-- 阅读文本 --
******
520活动参与做的实时报表部分全景记录

本也没有什么特殊的,记录一下做的过程,备查。

环境:

impala、kudu、dataX


数据的大体流向:

mysql-->kafka-->flink-->kudu-->impala-->mysql;中间通过java、python、sql等串联。
而我所能操作的是后半部分,数据进入kafka之后,impala查询结果导出到报表展示的mysql。
 

1、程序文件路径

[root@ai-etl-c2-13 activity]# pwd
/data/activity
[root@ai-etl-c2-13 activity]# tree
.
|-- json
|   |-- \\
|   |-- promotion520_real_static3.json
|   |-- promotion520_real_static41.json
|   |-- promotion520_real_static42.json
|   |-- promotion520_real_static51.json
|   |-- promotion520_real_static52.json
|   `-- promotion520_real_static53.json
|-- log
|   |-- promotion520_real_static3.log
|   |-- promotion520_real_static41.log
|   |-- promotion520_real_static42.log
|   |-- promotion520_real_static51.log
|   |-- promotion520_real_static52.log
|   |-- promotion520_real_static53.log
|   |-- promotion520_yesterday_static4.log
|   `-- promotion520_yesterday_static5.log
|-- shell
|   |-- promotion520_real_static3.sh
|   |-- promotion520_real_static41.sh
|   |-- promotion520_real_static42.sh
|   |-- promotion520_real_static51.sh
|   |-- promotion520_real_static52.sh
|   |-- promotion520_real_static53.sh
|   |-- promotion520_yesterday_static4.sh
|   |-- promotion520_yesterday_static5.sh
`-- sql
    |-- 3-impala.sql
    |-- 4-1-impala.sql
    |-- 4-2-impala.sql
    |-- 4-yesterday-impala.sql
    |-- 5-1-impala.sql
    |-- 5-2-impala.sql
    |-- 5-3-impala.sql
    `-- 5-yesterday-impala.sql

 

2、shell脚本

2.1、当天正常跑,凌晨回跑昨天一个脚本
[root@ai-etl-c2-13 shell]# pwd
/data/activity/shell

[root@ai-etl-c2-13 shell]# cat promotion520_real_static3.sh 
#!/usr/bin/env bash

source /etc/profile

cur_time="`date +%H%M%S`"
******
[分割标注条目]
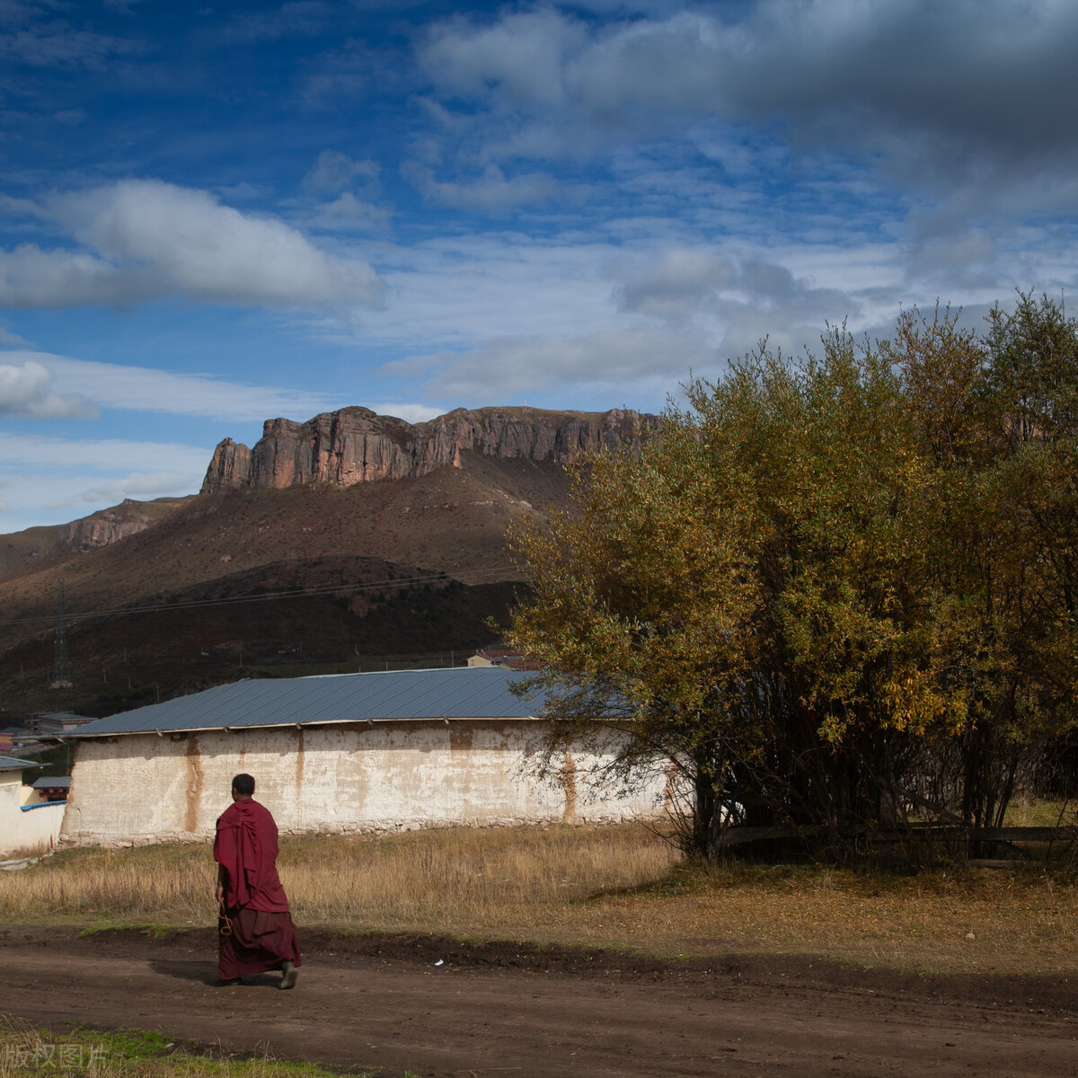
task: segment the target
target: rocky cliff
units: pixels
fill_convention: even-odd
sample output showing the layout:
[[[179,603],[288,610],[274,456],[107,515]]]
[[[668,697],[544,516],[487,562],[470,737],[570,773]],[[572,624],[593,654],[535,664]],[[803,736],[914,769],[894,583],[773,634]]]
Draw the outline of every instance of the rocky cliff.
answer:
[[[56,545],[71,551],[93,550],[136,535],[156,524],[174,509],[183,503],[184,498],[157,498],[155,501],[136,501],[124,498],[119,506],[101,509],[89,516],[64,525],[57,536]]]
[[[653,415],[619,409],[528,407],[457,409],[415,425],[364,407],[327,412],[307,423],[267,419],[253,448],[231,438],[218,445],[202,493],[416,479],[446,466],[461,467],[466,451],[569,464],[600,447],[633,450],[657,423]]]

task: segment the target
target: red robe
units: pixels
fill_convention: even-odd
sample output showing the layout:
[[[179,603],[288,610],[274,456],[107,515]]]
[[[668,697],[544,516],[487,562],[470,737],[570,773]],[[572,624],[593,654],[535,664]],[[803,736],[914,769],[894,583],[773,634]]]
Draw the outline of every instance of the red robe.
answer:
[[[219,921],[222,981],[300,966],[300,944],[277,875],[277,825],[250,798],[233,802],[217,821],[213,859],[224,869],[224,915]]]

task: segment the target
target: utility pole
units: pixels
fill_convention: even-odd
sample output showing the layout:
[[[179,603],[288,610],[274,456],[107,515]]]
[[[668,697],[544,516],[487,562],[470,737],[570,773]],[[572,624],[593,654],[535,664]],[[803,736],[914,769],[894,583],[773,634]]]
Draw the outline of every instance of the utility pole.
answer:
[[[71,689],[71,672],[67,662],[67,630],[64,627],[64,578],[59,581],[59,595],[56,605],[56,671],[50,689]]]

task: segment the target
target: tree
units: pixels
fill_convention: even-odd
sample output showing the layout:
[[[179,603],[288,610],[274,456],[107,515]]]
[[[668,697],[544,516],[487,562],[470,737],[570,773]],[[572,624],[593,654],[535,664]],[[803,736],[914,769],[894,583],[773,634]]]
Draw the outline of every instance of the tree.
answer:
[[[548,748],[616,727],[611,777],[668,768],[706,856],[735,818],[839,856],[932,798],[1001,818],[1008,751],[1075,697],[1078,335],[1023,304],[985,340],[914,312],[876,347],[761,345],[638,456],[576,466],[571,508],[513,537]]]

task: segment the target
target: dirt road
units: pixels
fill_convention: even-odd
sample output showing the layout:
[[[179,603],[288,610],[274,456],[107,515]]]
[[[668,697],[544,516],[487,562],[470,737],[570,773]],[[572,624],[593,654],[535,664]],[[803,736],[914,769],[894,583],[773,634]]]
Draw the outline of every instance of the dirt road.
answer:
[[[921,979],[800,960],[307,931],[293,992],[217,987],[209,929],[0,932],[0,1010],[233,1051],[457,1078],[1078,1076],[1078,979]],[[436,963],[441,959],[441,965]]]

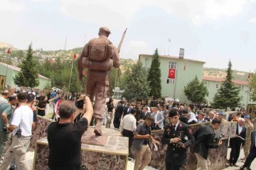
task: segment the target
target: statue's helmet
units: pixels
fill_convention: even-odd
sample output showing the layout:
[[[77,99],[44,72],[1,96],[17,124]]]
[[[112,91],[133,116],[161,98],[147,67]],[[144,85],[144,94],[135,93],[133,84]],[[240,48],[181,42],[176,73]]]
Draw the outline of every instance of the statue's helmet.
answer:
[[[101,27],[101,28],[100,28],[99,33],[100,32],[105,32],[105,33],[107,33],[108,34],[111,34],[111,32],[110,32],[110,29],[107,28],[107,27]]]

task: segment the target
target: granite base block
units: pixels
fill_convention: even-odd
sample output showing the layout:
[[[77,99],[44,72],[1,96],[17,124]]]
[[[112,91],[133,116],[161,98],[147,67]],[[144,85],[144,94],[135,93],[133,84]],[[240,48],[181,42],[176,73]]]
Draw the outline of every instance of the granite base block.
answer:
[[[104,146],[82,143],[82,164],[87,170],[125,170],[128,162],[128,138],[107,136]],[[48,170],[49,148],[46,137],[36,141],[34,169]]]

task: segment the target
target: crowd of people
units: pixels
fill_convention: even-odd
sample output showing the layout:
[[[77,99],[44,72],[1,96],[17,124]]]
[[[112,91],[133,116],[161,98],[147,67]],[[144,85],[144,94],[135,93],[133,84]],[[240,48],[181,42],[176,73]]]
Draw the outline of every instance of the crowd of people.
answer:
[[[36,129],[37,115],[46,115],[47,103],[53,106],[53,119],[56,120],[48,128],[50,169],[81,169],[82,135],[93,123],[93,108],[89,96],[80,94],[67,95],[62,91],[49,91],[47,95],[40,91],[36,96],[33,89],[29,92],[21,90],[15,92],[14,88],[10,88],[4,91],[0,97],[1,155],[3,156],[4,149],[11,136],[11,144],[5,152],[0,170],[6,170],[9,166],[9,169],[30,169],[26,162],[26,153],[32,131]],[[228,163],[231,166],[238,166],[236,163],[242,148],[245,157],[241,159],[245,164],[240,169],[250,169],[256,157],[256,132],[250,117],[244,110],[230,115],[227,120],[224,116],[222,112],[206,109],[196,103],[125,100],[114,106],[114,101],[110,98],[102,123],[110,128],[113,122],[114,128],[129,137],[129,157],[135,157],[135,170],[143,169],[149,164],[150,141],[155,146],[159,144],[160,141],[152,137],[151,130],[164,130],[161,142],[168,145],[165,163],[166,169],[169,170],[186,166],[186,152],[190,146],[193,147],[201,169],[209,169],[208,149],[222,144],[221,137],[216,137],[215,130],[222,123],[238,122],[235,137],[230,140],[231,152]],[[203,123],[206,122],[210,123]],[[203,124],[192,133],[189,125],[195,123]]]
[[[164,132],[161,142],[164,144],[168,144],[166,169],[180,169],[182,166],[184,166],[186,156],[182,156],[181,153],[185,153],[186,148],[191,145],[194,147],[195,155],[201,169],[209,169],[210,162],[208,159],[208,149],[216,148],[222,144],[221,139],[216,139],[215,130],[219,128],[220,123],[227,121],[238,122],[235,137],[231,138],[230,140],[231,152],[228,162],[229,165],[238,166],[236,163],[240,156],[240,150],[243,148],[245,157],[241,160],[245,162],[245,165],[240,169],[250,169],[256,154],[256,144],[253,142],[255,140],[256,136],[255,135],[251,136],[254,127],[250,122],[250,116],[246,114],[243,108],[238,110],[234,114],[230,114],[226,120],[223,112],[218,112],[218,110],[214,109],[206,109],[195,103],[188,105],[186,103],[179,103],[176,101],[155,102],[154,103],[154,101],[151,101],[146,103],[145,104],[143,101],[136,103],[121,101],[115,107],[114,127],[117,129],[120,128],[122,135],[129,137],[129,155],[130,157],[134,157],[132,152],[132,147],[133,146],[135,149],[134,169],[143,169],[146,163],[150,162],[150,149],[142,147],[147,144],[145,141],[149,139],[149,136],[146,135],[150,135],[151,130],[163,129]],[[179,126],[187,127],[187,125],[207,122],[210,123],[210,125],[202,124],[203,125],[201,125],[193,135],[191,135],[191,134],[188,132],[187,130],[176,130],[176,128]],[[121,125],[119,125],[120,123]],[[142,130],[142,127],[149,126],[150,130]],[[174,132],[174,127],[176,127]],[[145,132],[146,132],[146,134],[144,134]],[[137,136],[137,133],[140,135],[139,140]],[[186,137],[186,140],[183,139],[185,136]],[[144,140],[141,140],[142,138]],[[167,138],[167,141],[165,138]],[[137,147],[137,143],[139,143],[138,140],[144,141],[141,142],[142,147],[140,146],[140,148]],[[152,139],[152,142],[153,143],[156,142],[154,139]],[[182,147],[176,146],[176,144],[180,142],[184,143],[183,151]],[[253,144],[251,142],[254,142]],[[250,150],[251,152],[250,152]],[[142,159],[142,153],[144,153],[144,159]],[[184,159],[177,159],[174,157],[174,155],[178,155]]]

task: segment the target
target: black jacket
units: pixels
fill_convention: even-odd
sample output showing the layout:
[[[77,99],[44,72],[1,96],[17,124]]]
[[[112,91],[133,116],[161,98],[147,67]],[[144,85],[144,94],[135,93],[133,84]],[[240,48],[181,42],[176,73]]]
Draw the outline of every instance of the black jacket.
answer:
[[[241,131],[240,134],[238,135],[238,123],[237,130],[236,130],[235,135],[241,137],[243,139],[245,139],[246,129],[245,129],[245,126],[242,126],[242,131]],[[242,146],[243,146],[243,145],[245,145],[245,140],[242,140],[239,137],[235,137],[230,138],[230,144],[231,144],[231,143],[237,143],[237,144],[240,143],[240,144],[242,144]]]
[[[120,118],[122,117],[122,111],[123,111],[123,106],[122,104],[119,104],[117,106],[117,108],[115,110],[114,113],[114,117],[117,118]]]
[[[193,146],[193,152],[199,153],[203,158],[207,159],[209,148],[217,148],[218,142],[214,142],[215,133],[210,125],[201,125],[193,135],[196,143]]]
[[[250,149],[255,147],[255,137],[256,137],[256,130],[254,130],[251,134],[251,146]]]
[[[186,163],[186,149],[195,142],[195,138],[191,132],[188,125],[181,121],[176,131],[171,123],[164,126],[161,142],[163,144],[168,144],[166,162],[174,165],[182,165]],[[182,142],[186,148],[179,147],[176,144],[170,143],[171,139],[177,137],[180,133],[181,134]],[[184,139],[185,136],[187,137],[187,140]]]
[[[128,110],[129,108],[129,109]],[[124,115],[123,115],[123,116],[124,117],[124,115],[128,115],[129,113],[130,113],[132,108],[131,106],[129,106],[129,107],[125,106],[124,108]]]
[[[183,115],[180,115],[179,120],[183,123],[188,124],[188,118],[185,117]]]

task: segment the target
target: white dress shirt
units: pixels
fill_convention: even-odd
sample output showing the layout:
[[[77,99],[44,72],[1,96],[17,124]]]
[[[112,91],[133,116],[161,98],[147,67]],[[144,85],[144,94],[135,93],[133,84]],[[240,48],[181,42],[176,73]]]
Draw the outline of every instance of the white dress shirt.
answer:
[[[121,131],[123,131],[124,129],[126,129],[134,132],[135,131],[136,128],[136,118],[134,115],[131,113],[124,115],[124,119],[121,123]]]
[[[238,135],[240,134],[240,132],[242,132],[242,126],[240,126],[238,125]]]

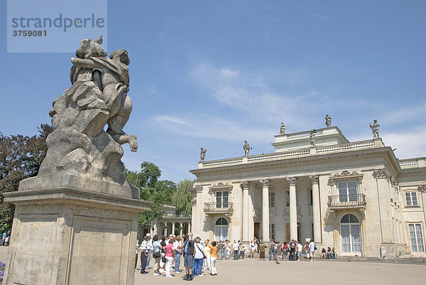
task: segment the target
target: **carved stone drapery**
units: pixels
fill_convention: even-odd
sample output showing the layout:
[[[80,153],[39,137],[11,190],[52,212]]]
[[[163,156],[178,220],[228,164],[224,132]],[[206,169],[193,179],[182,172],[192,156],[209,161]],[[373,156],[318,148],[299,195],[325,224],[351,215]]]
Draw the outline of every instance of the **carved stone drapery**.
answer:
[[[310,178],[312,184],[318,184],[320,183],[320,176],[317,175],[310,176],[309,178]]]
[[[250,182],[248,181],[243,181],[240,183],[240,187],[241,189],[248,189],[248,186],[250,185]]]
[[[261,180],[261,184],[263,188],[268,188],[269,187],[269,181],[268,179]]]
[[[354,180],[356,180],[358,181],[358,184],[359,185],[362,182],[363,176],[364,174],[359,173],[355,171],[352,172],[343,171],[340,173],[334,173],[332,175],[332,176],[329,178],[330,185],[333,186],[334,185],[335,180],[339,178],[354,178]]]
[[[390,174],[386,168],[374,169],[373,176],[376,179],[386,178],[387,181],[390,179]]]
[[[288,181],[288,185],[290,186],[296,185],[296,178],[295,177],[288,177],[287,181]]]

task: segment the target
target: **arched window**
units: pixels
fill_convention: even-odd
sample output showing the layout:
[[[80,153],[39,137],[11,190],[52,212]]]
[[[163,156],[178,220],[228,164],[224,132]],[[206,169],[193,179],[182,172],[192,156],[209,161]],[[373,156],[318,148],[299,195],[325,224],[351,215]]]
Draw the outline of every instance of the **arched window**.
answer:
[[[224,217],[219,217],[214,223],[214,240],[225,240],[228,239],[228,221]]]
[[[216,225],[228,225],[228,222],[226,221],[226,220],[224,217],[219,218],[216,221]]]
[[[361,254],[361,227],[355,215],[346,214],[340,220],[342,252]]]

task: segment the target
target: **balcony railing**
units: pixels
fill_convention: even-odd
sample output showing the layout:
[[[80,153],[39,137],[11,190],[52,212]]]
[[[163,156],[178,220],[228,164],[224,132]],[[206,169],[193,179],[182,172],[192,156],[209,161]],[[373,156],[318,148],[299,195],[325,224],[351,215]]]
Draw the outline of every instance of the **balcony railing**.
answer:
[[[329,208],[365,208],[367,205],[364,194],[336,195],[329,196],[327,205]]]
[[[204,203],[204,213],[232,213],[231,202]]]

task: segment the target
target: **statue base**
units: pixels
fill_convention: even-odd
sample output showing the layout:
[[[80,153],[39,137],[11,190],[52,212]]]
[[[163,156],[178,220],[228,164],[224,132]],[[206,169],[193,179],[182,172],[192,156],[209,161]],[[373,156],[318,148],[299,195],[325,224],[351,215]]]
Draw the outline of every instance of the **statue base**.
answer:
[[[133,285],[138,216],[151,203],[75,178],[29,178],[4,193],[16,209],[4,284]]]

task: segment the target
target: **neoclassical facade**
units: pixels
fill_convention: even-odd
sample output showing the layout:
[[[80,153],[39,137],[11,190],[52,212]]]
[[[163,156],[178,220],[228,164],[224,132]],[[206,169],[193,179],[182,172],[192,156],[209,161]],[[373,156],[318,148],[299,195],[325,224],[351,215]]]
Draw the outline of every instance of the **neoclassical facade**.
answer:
******
-- 任务列表 --
[a] 判断以下三条说法是否与520活动实时报表记录相符，每条回答"是"或"否"，并原样引用文中起决定作用的词句：(i) 作者能操作的是数据流向的前半部分；(ii) 所用环境包括impala、kudu和dataX；(iii) 除当天正常运行外，凌晨还会回跑昨天的一个脚本。
[b] 请从520活动实时报表记录的最后一行之后接着往下写。

-- 各题答案 --
[a]
(i) 否，"而我所能操作的是后半部分"
(ii) 是，"impala、kudu、dataX"
(iii) 是，"当天正常跑,凌晨回跑昨天一个脚本"

[b]
today=`date +%Y-%m-%d`
yesterday=`date "+%Y-%m-%d" -d  "-1 days"`

if [ ${cur_time} -le 500 ]
then date=$yesterday
else date=$today
fi

echo "date:${date}"

/bin/impala-shell -f /data/activity/sql/3-impala.sql --var=date=${date}
/bin/python /data/datax/bin/datax.py /data/activity/json/promotion520_real_static3.json
[root@ai-etl-c2-13 shell]# 

2.2、当天正常跑,第二天回跑分开脚本

[root@ai-etl-c2-13 shell]# cat promotion520_real_static41.sh
#!/usr/bin/env bash

source /etc/profile

cur_date="`date +%Y-%m-%d`"
date=`date "+%Y-%m-%d"`

/bin/impala-shell -f /data/activity/sql/4-1-impala.sql
/bin/python /data/datax/bin/datax.py -p "-Ddate=${date}" /data/activity/json/promotion520_real_static41.json

[root@ai-etl-c2-13 shell]# cat promotion520_real_static42.sh 
#!/usr/bin/env bash

source /etc/profile

cur_date="`date +%Y-%m-%d`"
date=`date "+%Y-%m-%d"`

/bin/impala-shell -f /data/activity/sql/4-2-impala.sql
/bin/python /data/datax/bin/datax.py -p "-Ddate=${date}" /data/activity/json/promotion520_real_static42.json

[root@ai-etl-c2-13 shell]# 

2.3、昨日回跑脚本

[root@ai-etl-c2-13 shell]# cat promotion520_yesterday_static4.sh 
#!/usr/bin/env bash

source /etc/profile

date=`date "+%Y-%m-%d" -d  "-1 days"`
echo "date:${date}"

#date='2020-05-11'

/bin/impala-shell -f /data/activity/sql/4-yesterday-impala.sql --var=date=${date}
/bin/python /data/datax/bin/datax.py -p "-Ddate=${date}" /data/activity/json/promotion520_real_static41.json
/bin/python /data/datax/bin/datax.py -p "-Ddate=${date}" /data/activity/json/promotion520_real_static42.json


[root@ai-etl-c2-13 shell]# 

3、impala上sql逻辑脚本

3.1、建表脚本

CREATE TABLE api.promotion520_real_static3 (   data_date STRING,   vists_uv BIGINT,   get_choujiang_cnt BIGINT,   choujiang_uid_cnt BIGINT,   choujiang_cnt BIGINT ) STORED AS TEXTFILE LOCATION 'hdfs://ai-etl-c2-11:8020/user/hive/warehouse/api.db/promotion520_real_static3';
drop table if exists api.promotion520_real_static41;
CREATE TABLE api.promotion520_real_static41 (
vists_uv BIGINT,
partake_uv BIGINT,
share_cnt BIGINT,
share_entry_uv BIGINT,
register_newuser_uv BIGINT,
register_uv BIGINT )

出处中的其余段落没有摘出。